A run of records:

★ ★ ★

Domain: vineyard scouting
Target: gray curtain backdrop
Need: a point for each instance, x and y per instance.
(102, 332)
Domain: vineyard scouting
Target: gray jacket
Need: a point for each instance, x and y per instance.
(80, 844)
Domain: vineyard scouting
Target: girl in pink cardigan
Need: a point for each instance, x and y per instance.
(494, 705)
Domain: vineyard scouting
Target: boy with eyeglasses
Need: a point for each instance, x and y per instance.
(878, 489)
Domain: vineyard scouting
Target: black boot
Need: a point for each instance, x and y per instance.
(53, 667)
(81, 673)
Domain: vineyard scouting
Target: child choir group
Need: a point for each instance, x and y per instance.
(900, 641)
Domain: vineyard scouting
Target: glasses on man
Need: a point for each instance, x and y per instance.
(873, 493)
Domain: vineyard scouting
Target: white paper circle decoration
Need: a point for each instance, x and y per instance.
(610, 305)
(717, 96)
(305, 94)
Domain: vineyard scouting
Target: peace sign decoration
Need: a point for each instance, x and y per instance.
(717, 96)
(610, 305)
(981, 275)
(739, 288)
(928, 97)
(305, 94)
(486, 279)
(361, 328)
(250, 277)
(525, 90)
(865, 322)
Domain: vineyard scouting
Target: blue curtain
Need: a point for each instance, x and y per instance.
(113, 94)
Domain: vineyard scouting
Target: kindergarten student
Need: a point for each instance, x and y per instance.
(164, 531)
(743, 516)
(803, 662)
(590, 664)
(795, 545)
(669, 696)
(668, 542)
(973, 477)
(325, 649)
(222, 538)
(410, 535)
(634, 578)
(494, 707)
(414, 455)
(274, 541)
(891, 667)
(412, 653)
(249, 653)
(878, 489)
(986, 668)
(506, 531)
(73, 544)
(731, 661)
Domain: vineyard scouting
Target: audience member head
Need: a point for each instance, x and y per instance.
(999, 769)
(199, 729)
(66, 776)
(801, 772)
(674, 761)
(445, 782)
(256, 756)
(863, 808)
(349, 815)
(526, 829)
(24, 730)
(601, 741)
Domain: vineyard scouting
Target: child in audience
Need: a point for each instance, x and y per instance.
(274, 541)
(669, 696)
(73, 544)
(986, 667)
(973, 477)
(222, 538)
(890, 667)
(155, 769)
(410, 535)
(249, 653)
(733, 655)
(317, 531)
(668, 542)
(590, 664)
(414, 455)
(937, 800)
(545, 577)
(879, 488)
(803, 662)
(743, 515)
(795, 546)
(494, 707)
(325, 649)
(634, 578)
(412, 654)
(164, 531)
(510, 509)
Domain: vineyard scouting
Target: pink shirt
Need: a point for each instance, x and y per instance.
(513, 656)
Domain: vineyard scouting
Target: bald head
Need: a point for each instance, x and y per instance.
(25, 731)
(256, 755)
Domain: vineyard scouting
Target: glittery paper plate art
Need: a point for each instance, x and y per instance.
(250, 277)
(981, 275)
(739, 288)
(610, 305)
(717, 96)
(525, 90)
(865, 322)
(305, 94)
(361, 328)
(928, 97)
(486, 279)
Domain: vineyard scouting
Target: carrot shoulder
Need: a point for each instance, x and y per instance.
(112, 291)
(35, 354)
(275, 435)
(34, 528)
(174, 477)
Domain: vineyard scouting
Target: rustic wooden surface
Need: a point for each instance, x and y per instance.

★ ★ ★

GOAL – Repeat the entries shown above, every one, word for word.

RESULT –
Domain: vineyard scouting
Target: gray curtain backdrop
Need: a point for each instance, x and y per instance.
(102, 332)
Domain: vineyard scouting
Target: gray jacket
Need: a point for each instance, x and y per instance.
(80, 844)
Domain: vineyard scouting
Target: girl in pink cardigan
Need: a point for each instance, x and y per instance.
(494, 705)
Domain: vineyard scouting
Target: boy with eyeglasses
Need: a point for each instance, x and y per instance.
(878, 489)
Domain: vineyard scouting
Target: black boot
Need: a point for each instance, x and y per instance.
(53, 667)
(81, 673)
Domain: vineyard scouting
Target: child choir group
Need: a point for each instance, x and y per instance.
(900, 641)
Domain: vineyard scouting
Target: glasses on man
Need: a point for each instance, x and y per instance.
(873, 493)
Domain: vineyard scouting
Target: white paper circle decoration
Need: a point for each instance, x and y per instance.
(610, 305)
(717, 96)
(305, 94)
Domain: vineyard scouting
Target: peace sign decoration
Need: a point for each instance, x and y per instance.
(717, 96)
(610, 305)
(981, 275)
(739, 288)
(928, 97)
(305, 94)
(486, 279)
(361, 328)
(250, 277)
(525, 90)
(865, 322)
Domain: vineyard scouting
Target: blue curtain
Need: a point for each instance, x and y per instance.
(113, 94)
Domain: vineyard scouting
Target: kindergarten student
Need: a point for each instance, x and y per instance.
(164, 531)
(743, 516)
(803, 662)
(590, 664)
(795, 545)
(669, 696)
(668, 542)
(973, 477)
(325, 649)
(222, 538)
(410, 535)
(634, 578)
(494, 707)
(414, 455)
(274, 541)
(891, 667)
(412, 653)
(249, 653)
(878, 489)
(986, 668)
(506, 531)
(73, 544)
(731, 661)
Domain: vineyard scouting
Target: audience member head
Need: a point for each instance, x and y per instance.
(999, 769)
(199, 729)
(66, 776)
(801, 772)
(674, 761)
(445, 782)
(256, 756)
(863, 808)
(349, 815)
(526, 829)
(24, 730)
(601, 741)
Domain: vineyard scouting
Target: child in audience
Need: a point for each instance, x and y per instance.
(274, 541)
(669, 696)
(73, 544)
(986, 667)
(973, 477)
(222, 538)
(890, 667)
(155, 769)
(410, 535)
(249, 653)
(733, 655)
(317, 531)
(668, 542)
(590, 664)
(414, 455)
(937, 800)
(545, 577)
(879, 488)
(803, 662)
(743, 515)
(795, 546)
(494, 707)
(325, 649)
(634, 578)
(412, 654)
(164, 531)
(510, 509)
Domain: vineyard scouting
Target: pink shirt
Need: a point for each instance, x and y per instance.
(513, 656)
Domain: vineyard scouting
Target: bald head
Need: a point for each instance, x and y per instance.
(25, 731)
(256, 755)
Domain: vineyard scouting
Target: glittery paper plate art
Need: a point for each instance, x and y per instance.
(250, 277)
(981, 275)
(739, 288)
(610, 305)
(717, 96)
(525, 90)
(865, 322)
(305, 94)
(361, 328)
(928, 97)
(486, 279)
Domain: vineyard scouting
Target: carrot shoulder
Need: a point for each instance, x and y per instance.
(112, 291)
(35, 354)
(275, 435)
(34, 528)
(174, 477)
Domain: vineyard scouting
Target: rustic wooden surface
Need: a point for each instance, x and y per instance.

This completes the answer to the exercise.